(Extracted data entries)
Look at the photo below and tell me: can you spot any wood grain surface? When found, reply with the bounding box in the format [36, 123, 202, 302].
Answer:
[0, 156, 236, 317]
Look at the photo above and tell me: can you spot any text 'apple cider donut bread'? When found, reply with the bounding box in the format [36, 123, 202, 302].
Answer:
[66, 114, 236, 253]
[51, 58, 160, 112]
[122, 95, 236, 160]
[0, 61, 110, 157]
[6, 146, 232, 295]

- REQUEST
Copy the items word for word, starting at their very first line and stopping after the line that contains "[0, 156, 236, 317]".

- RIGHT ANSWER
Look at the photo below and tell me: can you spot any wood grain surface? When found, reply with the bounding box in the format [36, 123, 202, 302].
Answer:
[0, 156, 236, 317]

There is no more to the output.